Goal>
Pull out each line of the items below that contains the word "every".

━━ Items

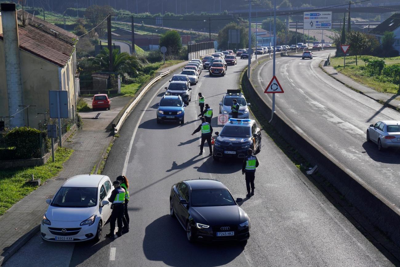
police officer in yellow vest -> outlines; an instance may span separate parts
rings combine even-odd
[[[246,188],[247,189],[248,197],[254,195],[254,175],[256,174],[256,168],[258,167],[258,160],[253,155],[253,150],[250,149],[247,151],[247,156],[244,157],[242,167],[242,174],[246,174]]]
[[[199,155],[203,154],[203,148],[204,147],[204,143],[207,140],[207,143],[210,147],[210,155],[212,156],[212,147],[211,146],[211,136],[212,134],[212,127],[211,124],[206,122],[206,119],[204,117],[201,118],[202,124],[194,130],[192,134],[193,135],[201,130],[201,143],[200,144],[200,153]]]
[[[200,106],[200,112],[202,112],[204,110],[204,96],[201,93],[199,93],[199,106]]]
[[[206,104],[206,109],[204,111],[200,113],[199,117],[204,116],[206,118],[206,121],[210,124],[211,124],[211,118],[212,118],[212,109],[210,107],[208,104]]]
[[[122,217],[124,216],[124,206],[125,204],[125,191],[120,186],[120,182],[115,181],[112,183],[114,190],[111,192],[111,195],[108,198],[108,201],[112,203],[111,205],[112,211],[110,218],[110,233],[106,236],[113,238],[114,230],[115,230],[115,221],[118,225],[117,235],[120,237],[122,235]]]

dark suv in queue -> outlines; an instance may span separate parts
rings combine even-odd
[[[167,96],[180,96],[182,100],[186,105],[192,100],[192,88],[188,87],[186,82],[172,81],[168,87],[165,87]]]
[[[163,121],[175,121],[185,123],[185,107],[180,96],[164,95],[160,103],[156,104],[157,109],[157,123]]]
[[[222,128],[214,143],[212,157],[243,159],[247,150],[258,153],[261,150],[261,133],[254,120],[230,118]]]

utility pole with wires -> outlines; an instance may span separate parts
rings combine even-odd
[[[108,66],[110,72],[112,72],[112,44],[111,43],[111,14],[108,14],[107,17],[107,36],[108,47],[110,65]]]

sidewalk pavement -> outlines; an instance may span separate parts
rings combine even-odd
[[[83,128],[64,142],[64,147],[74,151],[58,175],[48,180],[0,216],[0,266],[39,231],[47,209],[46,199],[52,198],[67,179],[77,175],[89,174],[100,161],[113,138],[108,125],[130,99],[112,98],[110,110],[80,113]],[[91,118],[99,112],[102,114],[98,119]]]
[[[331,77],[354,91],[379,102],[384,106],[387,106],[396,110],[400,108],[400,101],[395,99],[398,97],[400,99],[400,94],[377,92],[373,89],[361,84],[351,78],[338,72],[332,66],[320,65],[320,66]]]

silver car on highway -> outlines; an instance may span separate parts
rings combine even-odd
[[[367,129],[367,141],[378,145],[382,151],[391,147],[400,147],[400,120],[381,120]]]

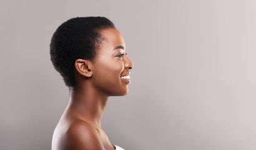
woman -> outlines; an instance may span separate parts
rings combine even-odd
[[[101,125],[109,97],[128,92],[133,64],[121,33],[106,18],[73,18],[55,31],[50,54],[69,89],[52,149],[123,149],[110,141]]]

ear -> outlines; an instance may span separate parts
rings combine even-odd
[[[82,59],[78,59],[74,62],[74,66],[76,67],[76,71],[81,75],[87,78],[91,78],[93,76],[93,71],[91,69],[93,65],[91,61]]]

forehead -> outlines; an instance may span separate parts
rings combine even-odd
[[[101,31],[101,34],[102,37],[106,40],[106,42],[104,42],[103,45],[107,45],[113,48],[113,49],[118,46],[122,46],[125,48],[123,37],[116,29],[110,28],[104,29]]]

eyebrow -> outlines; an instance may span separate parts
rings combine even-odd
[[[115,48],[114,49],[113,49],[113,51],[116,50],[117,49],[123,49],[123,50],[125,49],[125,47],[123,47],[123,46],[118,46],[116,48]]]

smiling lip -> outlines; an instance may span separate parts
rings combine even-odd
[[[121,76],[127,76],[128,74],[131,74],[131,72],[128,72],[126,74],[125,74],[124,75],[121,75]]]
[[[130,74],[131,74],[131,72],[129,72],[127,73],[127,74],[125,74],[125,75],[121,76],[120,78],[122,77],[122,76],[126,76],[127,75],[130,75]],[[129,78],[130,78],[130,76],[129,76]],[[121,79],[123,82],[125,82],[125,83],[126,83],[127,84],[130,84],[131,83],[131,81],[130,81],[129,79],[122,79],[122,78],[121,78]]]

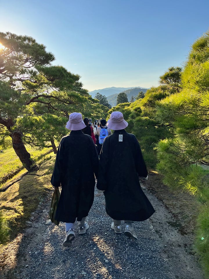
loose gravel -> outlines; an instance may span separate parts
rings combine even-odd
[[[173,226],[176,220],[172,213],[142,187],[156,212],[134,223],[137,240],[111,229],[103,194],[95,189],[89,229],[80,235],[77,226],[72,246],[65,247],[64,224],[57,226],[48,220],[50,201],[46,201],[32,214],[22,235],[15,267],[5,268],[1,278],[202,279],[190,241]],[[123,223],[123,231],[125,227]]]

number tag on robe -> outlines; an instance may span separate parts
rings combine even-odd
[[[119,135],[119,138],[118,139],[118,141],[119,142],[122,141],[122,135],[120,134]]]

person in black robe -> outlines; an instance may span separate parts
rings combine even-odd
[[[99,158],[92,138],[81,130],[86,127],[80,113],[70,115],[66,127],[71,131],[61,140],[51,180],[54,187],[62,187],[55,218],[65,223],[65,246],[75,239],[76,218],[79,234],[89,228],[86,218],[94,199]]]
[[[87,117],[85,117],[84,118],[83,121],[84,122],[86,127],[83,129],[82,129],[82,131],[84,134],[85,134],[86,135],[89,135],[89,136],[91,136],[91,127],[89,125],[89,118]]]
[[[136,137],[125,130],[128,125],[121,112],[111,114],[107,126],[115,131],[102,145],[97,187],[104,192],[112,228],[121,233],[124,220],[125,234],[136,239],[133,222],[148,219],[155,210],[140,186],[138,177],[147,179],[148,172]]]

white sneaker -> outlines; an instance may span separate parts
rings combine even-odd
[[[132,227],[129,225],[126,225],[125,228],[124,233],[128,237],[131,239],[137,239],[136,235],[135,233],[134,229]]]
[[[122,233],[120,225],[116,226],[114,224],[113,222],[111,224],[111,228],[114,230],[116,233]]]
[[[63,242],[64,246],[72,246],[72,242],[74,240],[75,235],[74,230],[71,229],[70,230],[66,233],[66,236]]]
[[[88,223],[85,222],[84,225],[83,226],[81,226],[80,225],[79,225],[79,229],[78,231],[78,233],[79,235],[84,235],[86,233],[86,232],[87,230],[89,228],[89,225]]]

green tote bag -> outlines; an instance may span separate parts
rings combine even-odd
[[[55,188],[54,193],[52,195],[52,198],[49,208],[49,215],[50,220],[52,223],[54,223],[55,225],[57,225],[57,226],[59,224],[60,221],[57,221],[55,219],[55,215],[56,215],[57,209],[58,205],[58,203],[59,202],[59,200],[60,199],[60,194],[59,187],[55,187]]]

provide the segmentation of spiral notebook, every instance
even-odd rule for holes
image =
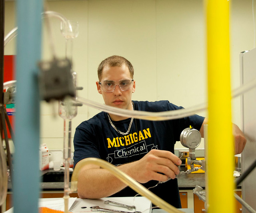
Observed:
[[[129,210],[127,209],[113,204],[106,204],[106,200],[114,201],[129,205],[135,205],[136,211],[143,213],[150,213],[152,212],[152,203],[148,199],[144,197],[104,197],[100,199],[80,199],[77,198],[69,209],[69,211],[74,213],[82,213],[91,211],[90,207],[98,206],[101,208],[110,209],[128,212],[134,212],[135,210]]]

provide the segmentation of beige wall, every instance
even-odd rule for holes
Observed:
[[[206,35],[202,0],[72,0],[47,2],[48,9],[80,23],[73,40],[74,70],[80,96],[103,103],[96,90],[97,68],[114,54],[127,58],[135,69],[136,91],[133,99],[168,100],[188,107],[207,100]],[[254,46],[251,0],[233,0],[230,21],[232,88],[239,86],[239,53]],[[6,2],[5,33],[16,26],[15,3]],[[57,55],[65,55],[65,41],[60,21],[49,19]],[[46,19],[43,20],[45,22]],[[47,31],[43,28],[42,56],[50,59]],[[16,54],[13,40],[5,54]],[[240,98],[232,101],[233,119],[240,125]],[[221,103],[220,103],[220,105]],[[51,149],[62,148],[63,119],[53,114],[54,107],[42,103],[41,139]],[[221,107],[220,105],[220,107]],[[72,121],[72,135],[82,121],[99,111],[80,107]],[[206,111],[200,113],[207,116]],[[182,147],[180,143],[176,148]],[[200,145],[200,147],[203,147]]]

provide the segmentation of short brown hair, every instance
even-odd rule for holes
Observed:
[[[98,77],[99,80],[100,80],[103,68],[108,65],[110,67],[121,66],[125,64],[129,69],[132,78],[133,78],[134,70],[132,64],[126,58],[118,56],[112,56],[103,60],[98,68]]]

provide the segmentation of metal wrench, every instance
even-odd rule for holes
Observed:
[[[134,205],[126,205],[126,204],[124,204],[123,203],[117,203],[117,202],[115,202],[114,201],[112,201],[110,200],[106,201],[104,203],[105,204],[114,204],[114,205],[120,206],[122,207],[124,207],[125,208],[126,208],[128,209],[129,210],[132,210],[134,209],[136,209],[136,207]]]
[[[99,206],[94,206],[90,207],[91,211],[101,211],[105,212],[110,212],[111,213],[142,213],[141,211],[123,211],[116,210],[115,209],[105,209],[104,208],[101,208]]]

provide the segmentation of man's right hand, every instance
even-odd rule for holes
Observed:
[[[152,149],[140,160],[117,168],[142,183],[151,180],[164,181],[169,177],[175,178],[180,172],[177,166],[181,164],[181,160],[172,152]],[[126,186],[112,174],[98,165],[86,165],[78,174],[77,191],[80,198],[108,197]]]
[[[140,160],[132,162],[127,173],[142,183],[151,180],[174,179],[180,173],[181,160],[172,152],[152,149]]]

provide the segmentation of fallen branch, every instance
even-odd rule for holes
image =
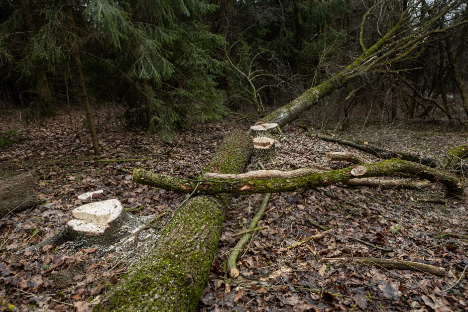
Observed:
[[[311,173],[325,172],[327,170],[317,169],[315,167],[303,168],[291,171],[281,171],[280,170],[253,170],[245,173],[227,174],[207,172],[205,174],[205,179],[288,179],[305,176]]]
[[[405,189],[419,190],[434,185],[434,183],[427,181],[407,181],[403,180],[386,180],[362,178],[351,179],[344,182],[351,186],[366,186],[371,188],[387,188],[390,189]]]
[[[459,159],[468,158],[468,145],[456,146],[449,149],[447,153],[449,158],[456,157]]]
[[[365,169],[366,172],[361,176],[363,178],[385,176],[395,172],[411,173],[421,179],[441,183],[450,193],[454,195],[462,195],[465,190],[460,180],[452,174],[406,160],[393,159],[360,165],[359,167]],[[178,193],[189,193],[193,191],[198,183],[200,183],[200,187],[197,190],[197,194],[252,194],[290,192],[298,189],[308,190],[344,182],[353,178],[351,171],[355,168],[311,173],[289,179],[273,178],[268,179],[216,179],[201,180],[152,173],[137,168],[133,172],[133,180],[142,184]]]
[[[205,171],[241,172],[252,148],[246,132],[233,131]],[[196,188],[198,193],[201,187],[188,193]],[[194,311],[206,287],[231,198],[229,194],[194,196],[186,202],[96,310]]]
[[[403,159],[422,164],[432,167],[437,167],[437,165],[441,162],[439,160],[435,158],[423,156],[407,152],[404,152],[403,151],[387,150],[377,147],[374,145],[365,145],[355,141],[346,140],[335,136],[320,134],[312,134],[312,136],[324,141],[339,143],[343,145],[353,147],[355,149],[365,152],[366,153],[371,154],[381,159],[398,158],[399,159]]]
[[[258,163],[258,166],[263,170],[264,170],[265,168],[263,167],[262,163],[259,161]],[[249,237],[250,237],[251,235],[250,232],[254,231],[255,228],[258,228],[255,227],[257,226],[257,223],[258,223],[258,221],[259,221],[261,217],[263,216],[263,213],[265,213],[265,209],[266,209],[266,206],[268,206],[268,201],[270,200],[270,197],[271,197],[271,193],[268,193],[265,195],[261,206],[260,206],[260,208],[258,209],[258,211],[257,211],[256,213],[255,213],[255,215],[254,215],[253,217],[252,218],[252,220],[250,221],[250,223],[248,224],[248,230],[244,231],[245,234],[242,238],[240,238],[240,240],[237,242],[237,243],[235,244],[234,249],[231,251],[229,257],[228,258],[228,260],[226,261],[226,269],[229,273],[229,276],[233,278],[235,278],[239,276],[239,270],[237,270],[236,266],[237,257],[238,257],[240,251],[242,250],[244,246],[245,246],[245,244],[247,243],[247,241],[248,240]],[[260,229],[261,229],[261,228]]]
[[[345,258],[324,258],[320,261],[345,261],[346,260]],[[444,268],[413,261],[366,257],[354,257],[351,261],[355,264],[362,263],[366,265],[386,269],[416,271],[440,277],[445,276],[445,270]]]
[[[257,226],[256,227],[254,227],[253,228],[251,228],[250,229],[245,230],[244,231],[242,231],[241,232],[238,232],[237,233],[235,233],[232,235],[233,237],[236,237],[237,236],[240,236],[241,235],[243,235],[244,234],[248,234],[249,233],[251,233],[252,232],[255,232],[256,231],[261,231],[262,230],[265,230],[267,228],[269,228],[270,227],[268,225],[265,225],[264,226]]]
[[[350,152],[327,152],[325,158],[329,161],[349,161],[353,164],[368,164],[364,157]]]
[[[96,160],[98,163],[124,163],[131,162],[135,161],[144,161],[145,160],[151,160],[151,158],[134,158],[132,159],[98,159]]]
[[[304,244],[305,244],[307,242],[310,241],[311,239],[319,239],[319,238],[322,238],[324,236],[325,236],[328,235],[329,233],[330,233],[330,231],[327,230],[327,231],[322,232],[322,233],[319,233],[319,234],[317,234],[316,235],[312,235],[311,236],[309,236],[307,238],[305,238],[302,240],[300,240],[297,243],[295,243],[294,244],[290,245],[288,247],[285,247],[284,248],[281,248],[279,250],[279,251],[282,251],[282,252],[287,251],[288,250],[289,250],[290,249],[295,248],[296,247],[299,247],[299,246],[301,245],[303,245]]]
[[[265,212],[265,209],[266,208],[266,206],[268,204],[268,201],[270,200],[270,197],[271,197],[271,193],[268,193],[265,196],[263,202],[262,203],[260,208],[258,209],[258,210],[255,214],[252,220],[250,221],[250,224],[248,225],[248,229],[249,230],[253,230],[253,229],[256,226],[258,221],[261,218],[261,217],[263,215],[263,213]],[[226,269],[229,274],[229,276],[233,278],[235,278],[239,276],[239,270],[237,270],[236,265],[237,257],[239,256],[239,253],[240,252],[240,251],[242,250],[244,246],[245,246],[245,244],[247,243],[249,238],[251,235],[252,234],[250,233],[246,233],[242,236],[240,239],[239,240],[239,241],[237,242],[237,243],[235,244],[234,249],[231,251],[229,257],[228,258],[228,260],[226,261]]]

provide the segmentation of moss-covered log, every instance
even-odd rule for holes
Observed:
[[[246,131],[232,133],[204,171],[241,172],[252,145]],[[181,206],[149,253],[130,267],[96,310],[195,310],[207,285],[231,197],[197,196]]]
[[[359,166],[366,169],[365,172],[360,176],[362,178],[388,176],[397,172],[409,173],[433,182],[439,182],[453,195],[461,195],[464,191],[462,182],[452,174],[421,164],[393,158]],[[197,194],[252,194],[291,192],[298,189],[308,190],[344,182],[354,177],[352,174],[353,169],[349,167],[325,172],[313,172],[288,179],[213,179],[200,180],[170,177],[136,169],[134,172],[133,180],[142,184],[180,193],[193,192],[198,185],[195,190]]]
[[[18,212],[36,204],[35,179],[24,173],[0,180],[0,218]]]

━━━━

Final result>
provide the segmentation of spiral notebook, every instance
provide the segmentation of beige wall, every instance
provide the segmentation of short brown hair, every instance
provide the segmentation of metal wrench, every instance
provide the segmentation of man's right hand, every instance
provide the segmentation of fallen branch, every instance
provide the segmentation of moss-covered log, every instance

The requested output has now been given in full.